For each line of the data below that holds "pedestrian", copy the line.

====== Source information

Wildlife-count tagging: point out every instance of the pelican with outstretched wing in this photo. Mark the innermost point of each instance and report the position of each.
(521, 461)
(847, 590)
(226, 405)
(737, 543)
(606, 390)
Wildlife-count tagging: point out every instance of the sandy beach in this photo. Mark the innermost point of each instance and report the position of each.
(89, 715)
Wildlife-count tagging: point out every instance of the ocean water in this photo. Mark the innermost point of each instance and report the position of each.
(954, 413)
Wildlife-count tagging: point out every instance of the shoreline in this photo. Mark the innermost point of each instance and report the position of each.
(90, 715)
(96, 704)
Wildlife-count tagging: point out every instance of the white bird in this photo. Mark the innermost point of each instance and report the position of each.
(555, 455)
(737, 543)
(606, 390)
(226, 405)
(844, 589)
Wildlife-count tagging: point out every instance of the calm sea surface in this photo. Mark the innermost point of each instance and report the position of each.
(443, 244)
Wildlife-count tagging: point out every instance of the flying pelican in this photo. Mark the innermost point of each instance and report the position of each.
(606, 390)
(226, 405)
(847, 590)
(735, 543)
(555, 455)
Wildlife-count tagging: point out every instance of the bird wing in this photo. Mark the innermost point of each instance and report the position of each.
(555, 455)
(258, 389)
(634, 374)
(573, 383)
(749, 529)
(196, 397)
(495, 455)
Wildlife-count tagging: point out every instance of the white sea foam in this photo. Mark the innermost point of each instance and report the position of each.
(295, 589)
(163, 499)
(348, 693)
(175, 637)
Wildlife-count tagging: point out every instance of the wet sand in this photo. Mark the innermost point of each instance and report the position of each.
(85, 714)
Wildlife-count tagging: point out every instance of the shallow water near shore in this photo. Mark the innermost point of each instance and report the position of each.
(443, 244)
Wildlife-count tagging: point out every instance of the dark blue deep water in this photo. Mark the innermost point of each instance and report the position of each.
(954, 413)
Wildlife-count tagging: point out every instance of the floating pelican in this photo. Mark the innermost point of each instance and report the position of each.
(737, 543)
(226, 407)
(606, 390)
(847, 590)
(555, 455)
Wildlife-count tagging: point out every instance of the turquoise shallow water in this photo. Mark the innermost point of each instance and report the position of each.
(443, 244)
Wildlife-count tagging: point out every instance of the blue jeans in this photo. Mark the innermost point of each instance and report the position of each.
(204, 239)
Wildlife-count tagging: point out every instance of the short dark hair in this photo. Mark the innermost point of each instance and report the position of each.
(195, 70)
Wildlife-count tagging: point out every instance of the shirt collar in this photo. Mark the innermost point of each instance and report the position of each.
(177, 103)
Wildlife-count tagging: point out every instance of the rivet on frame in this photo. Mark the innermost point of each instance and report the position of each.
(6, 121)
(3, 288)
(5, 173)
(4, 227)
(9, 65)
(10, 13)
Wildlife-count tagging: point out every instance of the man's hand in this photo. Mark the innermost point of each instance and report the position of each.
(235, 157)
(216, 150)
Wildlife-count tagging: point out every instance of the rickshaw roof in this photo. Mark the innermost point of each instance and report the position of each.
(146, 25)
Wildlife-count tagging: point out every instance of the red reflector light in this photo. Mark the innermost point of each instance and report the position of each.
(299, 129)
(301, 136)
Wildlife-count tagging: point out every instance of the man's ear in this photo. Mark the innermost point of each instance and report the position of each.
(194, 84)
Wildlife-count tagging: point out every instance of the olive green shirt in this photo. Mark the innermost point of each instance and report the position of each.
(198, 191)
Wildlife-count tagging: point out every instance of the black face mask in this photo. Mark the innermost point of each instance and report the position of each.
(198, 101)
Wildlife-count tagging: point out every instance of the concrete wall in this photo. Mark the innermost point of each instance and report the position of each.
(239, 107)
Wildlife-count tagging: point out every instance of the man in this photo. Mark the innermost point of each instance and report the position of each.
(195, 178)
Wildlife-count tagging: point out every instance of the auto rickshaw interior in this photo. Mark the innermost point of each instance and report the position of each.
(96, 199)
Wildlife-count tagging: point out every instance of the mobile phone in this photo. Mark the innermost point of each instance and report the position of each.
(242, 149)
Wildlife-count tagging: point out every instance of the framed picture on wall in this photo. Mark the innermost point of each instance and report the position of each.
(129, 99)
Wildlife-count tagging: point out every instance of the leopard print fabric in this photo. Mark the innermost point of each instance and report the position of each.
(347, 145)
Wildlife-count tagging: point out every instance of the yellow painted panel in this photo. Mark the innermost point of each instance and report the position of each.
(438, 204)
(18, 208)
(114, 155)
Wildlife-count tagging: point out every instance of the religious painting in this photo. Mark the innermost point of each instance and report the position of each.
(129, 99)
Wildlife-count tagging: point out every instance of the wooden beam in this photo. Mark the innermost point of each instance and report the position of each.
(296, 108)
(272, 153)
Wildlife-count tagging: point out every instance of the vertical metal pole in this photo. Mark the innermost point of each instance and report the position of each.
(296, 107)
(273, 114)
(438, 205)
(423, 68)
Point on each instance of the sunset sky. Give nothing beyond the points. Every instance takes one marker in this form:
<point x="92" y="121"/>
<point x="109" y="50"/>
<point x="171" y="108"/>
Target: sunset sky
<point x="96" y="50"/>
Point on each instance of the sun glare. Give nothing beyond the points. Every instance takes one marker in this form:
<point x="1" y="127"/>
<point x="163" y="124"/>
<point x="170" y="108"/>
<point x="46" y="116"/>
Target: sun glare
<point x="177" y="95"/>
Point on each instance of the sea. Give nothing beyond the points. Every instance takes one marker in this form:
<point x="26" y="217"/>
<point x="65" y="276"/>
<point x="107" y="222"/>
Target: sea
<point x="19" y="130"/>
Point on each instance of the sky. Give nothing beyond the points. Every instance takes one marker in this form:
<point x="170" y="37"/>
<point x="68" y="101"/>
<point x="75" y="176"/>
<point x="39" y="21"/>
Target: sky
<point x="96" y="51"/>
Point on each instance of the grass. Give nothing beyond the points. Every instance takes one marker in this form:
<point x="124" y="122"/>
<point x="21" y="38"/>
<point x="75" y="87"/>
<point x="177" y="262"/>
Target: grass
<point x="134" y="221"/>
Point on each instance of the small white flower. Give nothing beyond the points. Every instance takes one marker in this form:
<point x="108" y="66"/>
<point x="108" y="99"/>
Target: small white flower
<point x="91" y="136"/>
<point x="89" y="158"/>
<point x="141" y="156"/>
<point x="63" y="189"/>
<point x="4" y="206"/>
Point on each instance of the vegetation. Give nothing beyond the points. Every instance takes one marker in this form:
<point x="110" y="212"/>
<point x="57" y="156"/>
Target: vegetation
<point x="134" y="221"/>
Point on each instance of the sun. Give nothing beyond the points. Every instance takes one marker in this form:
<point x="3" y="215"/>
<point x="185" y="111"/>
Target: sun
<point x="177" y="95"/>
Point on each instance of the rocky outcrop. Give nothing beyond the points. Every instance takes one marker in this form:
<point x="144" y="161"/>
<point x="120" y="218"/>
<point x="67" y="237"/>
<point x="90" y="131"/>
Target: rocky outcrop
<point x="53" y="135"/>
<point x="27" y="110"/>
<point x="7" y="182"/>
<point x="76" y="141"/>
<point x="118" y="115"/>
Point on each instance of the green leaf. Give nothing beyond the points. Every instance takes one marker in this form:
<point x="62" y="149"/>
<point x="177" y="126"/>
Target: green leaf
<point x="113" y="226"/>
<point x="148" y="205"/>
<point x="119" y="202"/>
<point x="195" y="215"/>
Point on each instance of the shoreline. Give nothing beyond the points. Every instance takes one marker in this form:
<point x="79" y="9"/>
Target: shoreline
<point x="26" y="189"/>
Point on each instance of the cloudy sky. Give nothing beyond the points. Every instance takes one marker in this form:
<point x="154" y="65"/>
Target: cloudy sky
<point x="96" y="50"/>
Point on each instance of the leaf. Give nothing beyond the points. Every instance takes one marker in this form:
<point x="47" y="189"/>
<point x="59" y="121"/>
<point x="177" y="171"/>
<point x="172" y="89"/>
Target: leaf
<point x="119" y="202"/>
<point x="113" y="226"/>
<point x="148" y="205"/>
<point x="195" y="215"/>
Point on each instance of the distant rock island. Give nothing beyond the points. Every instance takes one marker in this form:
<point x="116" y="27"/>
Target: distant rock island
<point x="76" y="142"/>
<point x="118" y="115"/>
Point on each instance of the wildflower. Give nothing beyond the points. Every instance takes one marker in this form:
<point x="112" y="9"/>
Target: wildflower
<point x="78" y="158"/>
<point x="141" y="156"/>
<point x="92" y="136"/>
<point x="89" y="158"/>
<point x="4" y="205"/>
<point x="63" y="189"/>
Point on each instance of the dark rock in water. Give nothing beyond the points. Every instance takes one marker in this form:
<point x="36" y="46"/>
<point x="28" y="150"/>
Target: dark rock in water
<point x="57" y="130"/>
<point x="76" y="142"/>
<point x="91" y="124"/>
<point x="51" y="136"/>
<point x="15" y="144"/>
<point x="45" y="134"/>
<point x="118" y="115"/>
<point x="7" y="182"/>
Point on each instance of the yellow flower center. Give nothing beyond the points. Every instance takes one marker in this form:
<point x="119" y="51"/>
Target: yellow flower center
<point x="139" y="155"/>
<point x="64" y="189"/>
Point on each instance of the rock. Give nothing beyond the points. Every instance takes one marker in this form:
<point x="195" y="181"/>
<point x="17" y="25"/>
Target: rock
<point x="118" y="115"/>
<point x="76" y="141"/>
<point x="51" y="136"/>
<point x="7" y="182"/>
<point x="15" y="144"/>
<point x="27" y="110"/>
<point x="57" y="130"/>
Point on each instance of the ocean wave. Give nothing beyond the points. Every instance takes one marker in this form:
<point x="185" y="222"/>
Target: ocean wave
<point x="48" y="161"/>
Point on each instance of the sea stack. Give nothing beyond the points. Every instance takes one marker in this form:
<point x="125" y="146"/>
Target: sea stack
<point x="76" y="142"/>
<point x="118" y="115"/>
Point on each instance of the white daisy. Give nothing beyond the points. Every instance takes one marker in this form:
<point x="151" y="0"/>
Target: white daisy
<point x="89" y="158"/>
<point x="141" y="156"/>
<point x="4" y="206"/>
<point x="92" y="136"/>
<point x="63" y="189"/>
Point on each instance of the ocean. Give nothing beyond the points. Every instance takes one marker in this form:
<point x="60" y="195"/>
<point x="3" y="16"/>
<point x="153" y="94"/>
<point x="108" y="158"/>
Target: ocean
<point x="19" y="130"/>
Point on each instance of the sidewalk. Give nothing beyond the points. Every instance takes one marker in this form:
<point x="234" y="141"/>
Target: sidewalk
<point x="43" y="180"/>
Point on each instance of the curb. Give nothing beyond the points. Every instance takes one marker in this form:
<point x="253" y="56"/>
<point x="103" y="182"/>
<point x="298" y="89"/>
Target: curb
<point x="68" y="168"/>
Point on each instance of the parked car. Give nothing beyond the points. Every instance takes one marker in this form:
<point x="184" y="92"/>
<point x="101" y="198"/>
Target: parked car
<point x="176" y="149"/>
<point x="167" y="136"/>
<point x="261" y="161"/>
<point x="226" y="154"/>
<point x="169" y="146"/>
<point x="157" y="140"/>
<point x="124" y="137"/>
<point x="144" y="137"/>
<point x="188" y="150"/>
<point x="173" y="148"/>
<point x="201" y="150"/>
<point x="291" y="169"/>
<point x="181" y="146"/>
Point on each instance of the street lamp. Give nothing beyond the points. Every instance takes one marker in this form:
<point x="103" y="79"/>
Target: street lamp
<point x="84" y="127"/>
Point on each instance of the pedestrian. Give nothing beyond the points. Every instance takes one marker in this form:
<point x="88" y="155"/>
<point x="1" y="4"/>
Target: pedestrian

============

◆ Result of this task ◆
Point on each instance of the pedestrian. Give nothing beyond the points. Every instance takes one marker in this form:
Target: pedestrian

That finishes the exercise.